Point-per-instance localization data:
= = =

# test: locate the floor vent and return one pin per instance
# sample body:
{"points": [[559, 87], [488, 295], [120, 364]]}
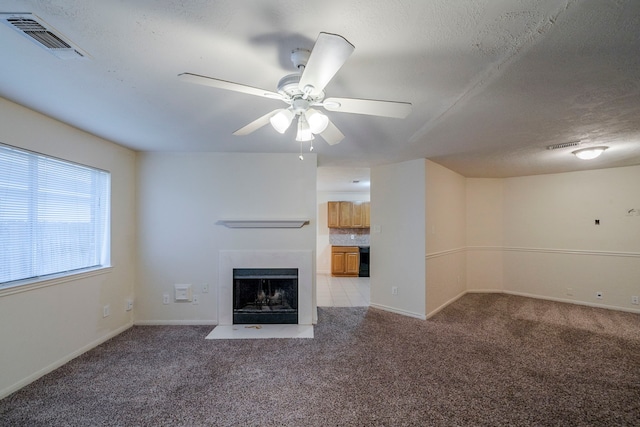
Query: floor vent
{"points": [[563, 145], [39, 32]]}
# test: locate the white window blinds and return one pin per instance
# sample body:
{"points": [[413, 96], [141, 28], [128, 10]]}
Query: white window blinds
{"points": [[54, 216]]}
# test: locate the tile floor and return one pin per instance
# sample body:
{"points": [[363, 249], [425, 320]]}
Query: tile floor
{"points": [[342, 291]]}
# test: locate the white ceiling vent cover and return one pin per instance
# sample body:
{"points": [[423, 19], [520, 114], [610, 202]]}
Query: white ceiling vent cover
{"points": [[563, 145], [42, 34]]}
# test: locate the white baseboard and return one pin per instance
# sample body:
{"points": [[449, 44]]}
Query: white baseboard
{"points": [[437, 310], [58, 363], [572, 301], [398, 311], [175, 322]]}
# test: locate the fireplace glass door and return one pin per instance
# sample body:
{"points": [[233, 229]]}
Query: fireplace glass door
{"points": [[265, 295]]}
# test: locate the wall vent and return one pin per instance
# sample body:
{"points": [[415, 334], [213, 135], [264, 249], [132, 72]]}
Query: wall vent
{"points": [[563, 145], [42, 34]]}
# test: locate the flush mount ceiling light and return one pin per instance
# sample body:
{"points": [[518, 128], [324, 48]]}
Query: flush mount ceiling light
{"points": [[589, 153]]}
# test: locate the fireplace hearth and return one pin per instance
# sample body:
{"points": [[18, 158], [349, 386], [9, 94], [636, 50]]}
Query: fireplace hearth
{"points": [[265, 295]]}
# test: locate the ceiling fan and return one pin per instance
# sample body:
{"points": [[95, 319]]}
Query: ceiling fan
{"points": [[304, 90]]}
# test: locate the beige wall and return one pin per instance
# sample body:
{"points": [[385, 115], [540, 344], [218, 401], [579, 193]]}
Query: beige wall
{"points": [[485, 235], [552, 247], [446, 231], [44, 327], [534, 236], [397, 237], [182, 198]]}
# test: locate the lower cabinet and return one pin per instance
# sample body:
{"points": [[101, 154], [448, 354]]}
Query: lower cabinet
{"points": [[345, 260]]}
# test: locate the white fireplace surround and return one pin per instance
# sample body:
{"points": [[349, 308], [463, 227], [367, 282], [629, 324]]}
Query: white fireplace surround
{"points": [[302, 260]]}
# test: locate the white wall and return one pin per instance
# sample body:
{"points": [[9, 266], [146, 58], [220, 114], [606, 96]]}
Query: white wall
{"points": [[397, 237], [183, 195], [445, 236], [42, 328], [323, 248]]}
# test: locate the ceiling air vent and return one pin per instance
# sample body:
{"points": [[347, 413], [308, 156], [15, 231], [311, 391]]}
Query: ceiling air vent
{"points": [[39, 32], [563, 145]]}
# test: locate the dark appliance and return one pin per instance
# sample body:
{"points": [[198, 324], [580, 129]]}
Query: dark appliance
{"points": [[364, 261]]}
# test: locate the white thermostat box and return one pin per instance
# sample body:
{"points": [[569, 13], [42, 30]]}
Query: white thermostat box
{"points": [[183, 292]]}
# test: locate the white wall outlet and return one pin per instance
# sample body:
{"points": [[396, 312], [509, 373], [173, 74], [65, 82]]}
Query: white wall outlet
{"points": [[183, 292]]}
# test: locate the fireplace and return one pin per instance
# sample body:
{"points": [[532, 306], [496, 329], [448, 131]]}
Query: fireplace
{"points": [[265, 295], [288, 260]]}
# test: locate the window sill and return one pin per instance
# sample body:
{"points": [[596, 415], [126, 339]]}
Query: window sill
{"points": [[32, 284]]}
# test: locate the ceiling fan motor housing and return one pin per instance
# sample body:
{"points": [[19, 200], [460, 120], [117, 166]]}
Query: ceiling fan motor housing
{"points": [[288, 86]]}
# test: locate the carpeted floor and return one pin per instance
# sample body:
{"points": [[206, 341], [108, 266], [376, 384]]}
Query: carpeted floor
{"points": [[486, 360]]}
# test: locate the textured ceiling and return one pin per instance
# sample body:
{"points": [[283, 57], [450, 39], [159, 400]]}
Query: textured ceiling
{"points": [[492, 82]]}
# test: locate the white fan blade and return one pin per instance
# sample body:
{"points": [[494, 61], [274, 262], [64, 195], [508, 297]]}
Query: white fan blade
{"points": [[256, 124], [332, 134], [329, 54], [370, 107], [223, 84]]}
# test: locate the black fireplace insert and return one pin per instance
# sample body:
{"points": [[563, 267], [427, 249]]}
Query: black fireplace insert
{"points": [[265, 295]]}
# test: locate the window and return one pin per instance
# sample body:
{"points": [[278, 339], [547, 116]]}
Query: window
{"points": [[54, 216]]}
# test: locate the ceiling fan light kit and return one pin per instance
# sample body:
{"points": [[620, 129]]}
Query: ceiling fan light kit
{"points": [[305, 89], [304, 130]]}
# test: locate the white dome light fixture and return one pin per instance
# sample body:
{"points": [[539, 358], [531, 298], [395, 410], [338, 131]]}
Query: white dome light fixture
{"points": [[589, 153], [304, 131]]}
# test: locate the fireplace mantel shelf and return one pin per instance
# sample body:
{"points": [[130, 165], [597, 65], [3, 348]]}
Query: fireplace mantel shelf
{"points": [[264, 223]]}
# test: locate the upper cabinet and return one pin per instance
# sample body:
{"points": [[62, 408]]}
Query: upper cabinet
{"points": [[349, 215]]}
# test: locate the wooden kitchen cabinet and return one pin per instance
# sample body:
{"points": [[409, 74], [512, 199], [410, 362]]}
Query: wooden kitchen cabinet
{"points": [[345, 261], [348, 215]]}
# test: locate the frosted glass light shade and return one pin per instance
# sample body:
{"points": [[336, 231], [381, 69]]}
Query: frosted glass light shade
{"points": [[589, 153], [282, 120], [318, 122], [304, 131]]}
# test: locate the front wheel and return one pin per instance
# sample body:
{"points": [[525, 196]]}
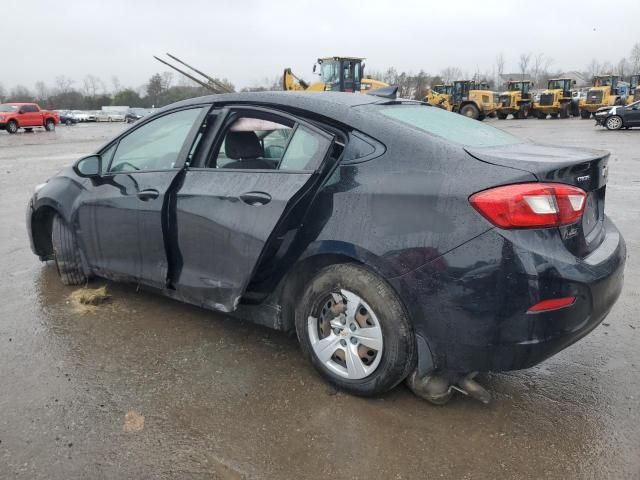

= = =

ASSIGNMENT:
Return each record exactly as given, excluding any image.

ANSWER BOX:
# test: locate the floor vent and return one pin per instance
# sample body:
{"points": [[559, 87], [488, 295], [120, 364]]}
Query: floor vent
{"points": [[563, 145], [39, 32]]}
# test: locate the white window blinds and return one pin per instance
# sample body:
{"points": [[413, 96], [141, 28], [128, 10]]}
Query: white window blinds
{"points": [[54, 216]]}
# test: locate the tile floor and return one pin per instance
# sample body:
{"points": [[363, 249], [425, 320]]}
Query: tile floor
{"points": [[342, 291]]}
# test: locate the white ceiling vent cover and return one pin per instance
# sample body:
{"points": [[423, 19], [520, 114], [610, 202]]}
Query: white ceiling vent cover
{"points": [[563, 145], [42, 34]]}
# test: locate the white baseboard and return one pin per instance
# sample body:
{"points": [[449, 44]]}
Query: white baseboard
{"points": [[437, 310], [58, 363], [572, 301], [398, 311], [175, 322]]}
# test: locate the fireplace glass door and return one pin per instance
# sample body:
{"points": [[233, 229]]}
Query: fireplace glass door
{"points": [[265, 295]]}
# test: locate the wall vent and return one pin per instance
# sample body:
{"points": [[415, 334], [213, 135], [264, 249], [132, 72]]}
Query: wall vent
{"points": [[563, 145], [42, 34]]}
# test: locate the flush mount ceiling light and return one pin per instance
# sample body:
{"points": [[518, 128], [324, 48]]}
Query: flush mount ceiling light
{"points": [[589, 153]]}
# test: locate the fireplace hearth and return one pin per instance
# sample body:
{"points": [[18, 158], [349, 386], [9, 94], [636, 50]]}
Query: fireplace hearth
{"points": [[265, 295]]}
# test: locate the ceiling fan and return one pin per instance
# sample body:
{"points": [[95, 319]]}
Query: ceiling fan
{"points": [[304, 90]]}
# test: locate the beige wall and return one pin per instance
# sample body:
{"points": [[385, 115], [540, 344], [218, 401], [579, 193]]}
Query: beige wall
{"points": [[485, 235], [552, 247], [446, 231], [44, 327], [534, 236], [397, 237], [182, 198]]}
# test: locate the lower cabinet and return one pin per instance
# sample body:
{"points": [[101, 154], [448, 354]]}
Query: lower cabinet
{"points": [[345, 260]]}
# test: locate the white fireplace surround and return one pin per instance
# sample body:
{"points": [[349, 308], [463, 227], [367, 282], [629, 324]]}
Query: white fireplace surround
{"points": [[302, 260]]}
# test: locate the white wall and return one pin per instance
# sample body:
{"points": [[9, 266], [146, 58], [220, 114], [606, 96]]}
Query: white wall
{"points": [[397, 237], [183, 195], [445, 236], [42, 328], [323, 248]]}
# test: locate the ceiling air vent and return one pin per instance
# sample body:
{"points": [[347, 413], [308, 156], [15, 231], [311, 391]]}
Query: ceiling air vent
{"points": [[39, 32], [563, 145]]}
# test: locate the dark appliance and return one pin per instance
# sample body:
{"points": [[198, 324], [580, 129]]}
Query: dark appliance
{"points": [[364, 261]]}
# test: locate the white thermostat box and return one pin per instance
# sample body:
{"points": [[569, 13], [42, 30]]}
Query: white thermostat box
{"points": [[183, 292]]}
# test: locate the white wall outlet and return one pin per instance
# sample body:
{"points": [[396, 312], [509, 373], [173, 74], [65, 82]]}
Query: white wall outlet
{"points": [[183, 292]]}
# test: locate the fireplace and return one pin per instance
# sample body:
{"points": [[532, 306], [496, 329], [448, 131]]}
Query: fireplace
{"points": [[265, 295], [288, 260]]}
# test: locate the window sill and return one pin per instance
# sample body:
{"points": [[596, 415], [126, 339]]}
Query: window sill
{"points": [[32, 284]]}
# test: locate the ceiling fan motor housing and return one pin per instance
# sample body:
{"points": [[19, 200], [460, 120], [117, 166]]}
Query: ceiling fan motor housing
{"points": [[288, 86]]}
# test: locate the carpeted floor and return one pin per instance
# sample body:
{"points": [[206, 341], [108, 266], [376, 384]]}
Query: carpeted floor
{"points": [[486, 360]]}
# test: locate the textured ceiling and return one pin per instance
# sample body:
{"points": [[283, 57], [450, 39], [159, 400]]}
Query: textured ceiling
{"points": [[492, 82]]}
# test: locate the white fan blade and return one pin per instance
# sample body:
{"points": [[494, 61], [274, 262], [64, 195], [508, 297]]}
Query: white fan blade
{"points": [[256, 124], [332, 134], [329, 54], [370, 107], [223, 84]]}
# test: locate the black fireplace insert and return one pin per instance
# sample body:
{"points": [[563, 267], [427, 249]]}
Query: black fireplace insert
{"points": [[265, 295]]}
# test: locate the window and return one pin per instance
# sample body:
{"points": [[278, 339], [547, 116]]}
Query: window
{"points": [[54, 216]]}
# test: locate the ceiling fan light kit and return one pin per instance
# sample body:
{"points": [[620, 129]]}
Query: ceiling fan light kit
{"points": [[305, 89], [304, 130]]}
# test: locate the white dome light fixture and return one pin per instance
# sample body:
{"points": [[539, 358], [531, 298], [395, 410], [338, 131]]}
Query: white dome light fixture
{"points": [[589, 153], [304, 131]]}
# test: locate the fireplace mantel shelf and return one pin per instance
# sample body:
{"points": [[130, 165], [597, 65], [3, 348]]}
Query: fireplace mantel shelf
{"points": [[264, 223]]}
# test: locate the upper cabinet and return one pin per instance
# sample body:
{"points": [[62, 408]]}
Query: upper cabinet
{"points": [[349, 215]]}
# test: locate the wooden kitchen cabinet and return one pin per instance
# sample body:
{"points": [[409, 74], [512, 199], [410, 362]]}
Query: wooden kitchen cabinet
{"points": [[345, 261], [348, 215]]}
# test: locate the frosted glass light shade and return one pin per instance
# sample body:
{"points": [[336, 231], [381, 69]]}
Query: frosted glass light shade
{"points": [[589, 153], [282, 120], [318, 122], [304, 131]]}
# test: locate the front wheel and return one pin per instance
# sample body:
{"points": [[525, 196]]}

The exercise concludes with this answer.